Your reply should be the complete data, reproduced exactly.

*** Opening of Extracted records ***

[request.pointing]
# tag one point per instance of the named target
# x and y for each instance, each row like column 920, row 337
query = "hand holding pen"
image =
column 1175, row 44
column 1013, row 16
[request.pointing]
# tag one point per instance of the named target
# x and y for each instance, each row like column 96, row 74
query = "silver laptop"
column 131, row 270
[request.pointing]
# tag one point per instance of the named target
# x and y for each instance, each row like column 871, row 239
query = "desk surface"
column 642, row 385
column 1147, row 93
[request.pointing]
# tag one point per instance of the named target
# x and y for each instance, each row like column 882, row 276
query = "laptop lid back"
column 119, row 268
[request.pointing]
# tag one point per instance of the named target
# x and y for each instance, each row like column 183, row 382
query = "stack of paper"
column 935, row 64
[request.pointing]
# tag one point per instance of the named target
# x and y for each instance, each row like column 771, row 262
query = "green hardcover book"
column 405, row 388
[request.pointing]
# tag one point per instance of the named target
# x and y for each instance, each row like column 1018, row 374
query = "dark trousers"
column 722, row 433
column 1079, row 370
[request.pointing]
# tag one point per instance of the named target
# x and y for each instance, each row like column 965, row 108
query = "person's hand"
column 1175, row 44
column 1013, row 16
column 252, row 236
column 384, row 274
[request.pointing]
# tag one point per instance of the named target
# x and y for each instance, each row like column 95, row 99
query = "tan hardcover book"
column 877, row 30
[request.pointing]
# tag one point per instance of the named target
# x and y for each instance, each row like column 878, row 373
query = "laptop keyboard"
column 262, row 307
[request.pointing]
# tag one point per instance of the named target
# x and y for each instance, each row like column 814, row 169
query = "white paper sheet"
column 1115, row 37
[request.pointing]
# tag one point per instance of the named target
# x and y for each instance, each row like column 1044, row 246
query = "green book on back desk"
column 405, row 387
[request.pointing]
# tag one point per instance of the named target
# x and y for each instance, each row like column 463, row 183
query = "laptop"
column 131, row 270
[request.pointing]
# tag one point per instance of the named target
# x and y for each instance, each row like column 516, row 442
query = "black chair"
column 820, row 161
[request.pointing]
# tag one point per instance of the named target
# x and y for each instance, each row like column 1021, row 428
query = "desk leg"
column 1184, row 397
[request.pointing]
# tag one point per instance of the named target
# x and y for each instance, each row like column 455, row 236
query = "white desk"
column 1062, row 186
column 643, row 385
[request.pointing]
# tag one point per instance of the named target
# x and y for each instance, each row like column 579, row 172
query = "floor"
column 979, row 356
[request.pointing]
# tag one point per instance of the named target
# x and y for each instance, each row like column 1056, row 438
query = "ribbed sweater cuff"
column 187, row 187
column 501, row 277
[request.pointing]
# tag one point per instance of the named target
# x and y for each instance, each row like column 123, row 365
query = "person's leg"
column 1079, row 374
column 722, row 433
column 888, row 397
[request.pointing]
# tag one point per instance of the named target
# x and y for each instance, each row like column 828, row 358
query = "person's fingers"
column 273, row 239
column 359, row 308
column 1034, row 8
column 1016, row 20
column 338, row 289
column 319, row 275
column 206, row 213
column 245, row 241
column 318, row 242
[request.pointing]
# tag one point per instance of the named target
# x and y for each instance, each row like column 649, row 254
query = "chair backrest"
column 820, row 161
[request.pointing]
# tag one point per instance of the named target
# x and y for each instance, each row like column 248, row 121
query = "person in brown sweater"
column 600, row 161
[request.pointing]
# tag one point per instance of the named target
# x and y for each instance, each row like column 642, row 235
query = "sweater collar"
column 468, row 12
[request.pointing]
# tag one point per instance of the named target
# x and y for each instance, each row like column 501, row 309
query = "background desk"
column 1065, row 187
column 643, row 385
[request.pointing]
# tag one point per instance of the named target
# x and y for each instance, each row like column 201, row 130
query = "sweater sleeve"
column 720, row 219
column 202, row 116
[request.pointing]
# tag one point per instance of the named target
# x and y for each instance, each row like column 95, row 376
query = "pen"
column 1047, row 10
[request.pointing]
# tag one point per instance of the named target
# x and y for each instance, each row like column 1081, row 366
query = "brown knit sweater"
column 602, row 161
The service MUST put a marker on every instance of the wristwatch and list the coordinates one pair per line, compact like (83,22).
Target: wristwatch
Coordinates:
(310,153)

*** Close of Extracted records ***

• **Answer section**:
[request.pointing]
# tag one point per instance of the named target
# x and y for each instance, each row like column 920, row 337
query = "hand holding pen"
image =
column 1175, row 44
column 1013, row 16
[request.pointing]
# tag one point per instance of the named target
# x and y for each instance, each row like column 96, row 74
query = "silver laptop"
column 131, row 270
[request.pointing]
# tag one point per instance of the named target
# x and y for each instance, each row like column 871, row 239
query = "desk surface"
column 642, row 385
column 1147, row 93
[request.pointing]
# tag one point per instance of the named target
# x and y for each instance, each row like column 882, row 276
query = "laptop lid back"
column 119, row 268
[request.pointing]
# tag one point per instance of the named target
# x and y for each instance, each row like column 183, row 382
query = "stack of paper"
column 935, row 64
[request.pointing]
# tag one point per instance of the named target
# x and y for each instance, each row like column 771, row 262
query = "green hardcover book"
column 405, row 388
[request.pointing]
# tag one point per instance of the named target
# x and y for each instance, each row like column 1018, row 374
query = "dark trousers"
column 722, row 433
column 1079, row 370
[request.pointing]
# tag one point per instance of the named target
# x and y for each instance, each row like column 965, row 108
query = "person's hand"
column 1175, row 44
column 1013, row 16
column 252, row 236
column 384, row 274
[request.pointing]
# tag one point per instance of the named target
# x and y for each instance, each row like column 95, row 99
query = "tan hardcover book"
column 877, row 30
[request.pointing]
# tag one point per instance of the named target
# x and y for each instance, each row like column 878, row 373
query = "laptop keyboard"
column 262, row 307
[request.pointing]
# tag one point per instance of the named target
# x and y for each instance, each row like column 814, row 169
query = "white paper sheet"
column 1115, row 37
[request.pointing]
# tag one point per instance of the named target
# x and y for each instance, each row like column 1044, row 246
query = "green book on back desk"
column 405, row 387
[request.pointing]
# tag one point per instance of the named target
# x and y for each instance, each row like column 463, row 183
query = "laptop"
column 131, row 270
[request.pointing]
# tag one point per instance of the named target
# x and y for each instance, each row like column 516, row 442
query = "black chair"
column 820, row 161
[request.pointing]
# tag one point per instance of the named target
# x and y for each instance, each row like column 1021, row 428
query = "desk leg"
column 1184, row 397
[request.pointing]
# tag one point per instance of the named target
# x and y for each instance, each row like column 455, row 236
query = "white desk"
column 1062, row 186
column 643, row 385
[request.pointing]
# tag one point per instance of the named target
# x and y for each instance, each row like column 579, row 172
query = "floor"
column 979, row 356
[request.pointing]
# tag one point per instance of the named target
# x and y for each instance, each row like column 1056, row 438
query = "ribbed sweater cuff"
column 187, row 187
column 501, row 277
[request.pointing]
# tag one point per instance of the named target
# x and y for each instance, each row like column 123, row 365
query = "person's leg"
column 1079, row 374
column 722, row 433
column 888, row 397
[request.pointing]
# tag one point per instance of the named target
# x and y for each instance, each row like column 828, row 358
query = "person's fingers"
column 273, row 239
column 359, row 308
column 1034, row 8
column 1016, row 20
column 338, row 289
column 319, row 275
column 206, row 213
column 245, row 241
column 318, row 242
[request.pointing]
# tag one point per instance of the named target
# x and y for each instance, each row like column 649, row 254
query = "chair backrest"
column 820, row 161
[request.pointing]
# tag one point per instance of the named target
# x and y for each instance, each row like column 248, row 121
query = "person in brown sweater"
column 600, row 161
[request.pointing]
# tag one point per instance of the named target
# x and y for each instance, each row like column 642, row 235
query = "sweater collar"
column 468, row 12
[request.pointing]
# tag one point per instance of the named target
# x and y for each instance, each row like column 501, row 309
query = "background desk"
column 1065, row 187
column 643, row 385
[request.pointing]
# tag one point per instance of the named target
# x and y for each instance, each row like column 201, row 130
query = "sweater sleeve"
column 720, row 219
column 202, row 116
[request.pointing]
# tag one point per instance of the named target
# x and y for each instance, each row like column 95, row 376
query = "pen"
column 1047, row 10
[request.pointing]
# tag one point per instance of the named target
# x and y for each instance, each row like column 1081, row 366
query = "brown knit sweater"
column 602, row 161
The service MUST put a marker on every instance of the wristwatch and list the coordinates one pair per line, compact like (83,22).
Target: wristwatch
Coordinates:
(310,153)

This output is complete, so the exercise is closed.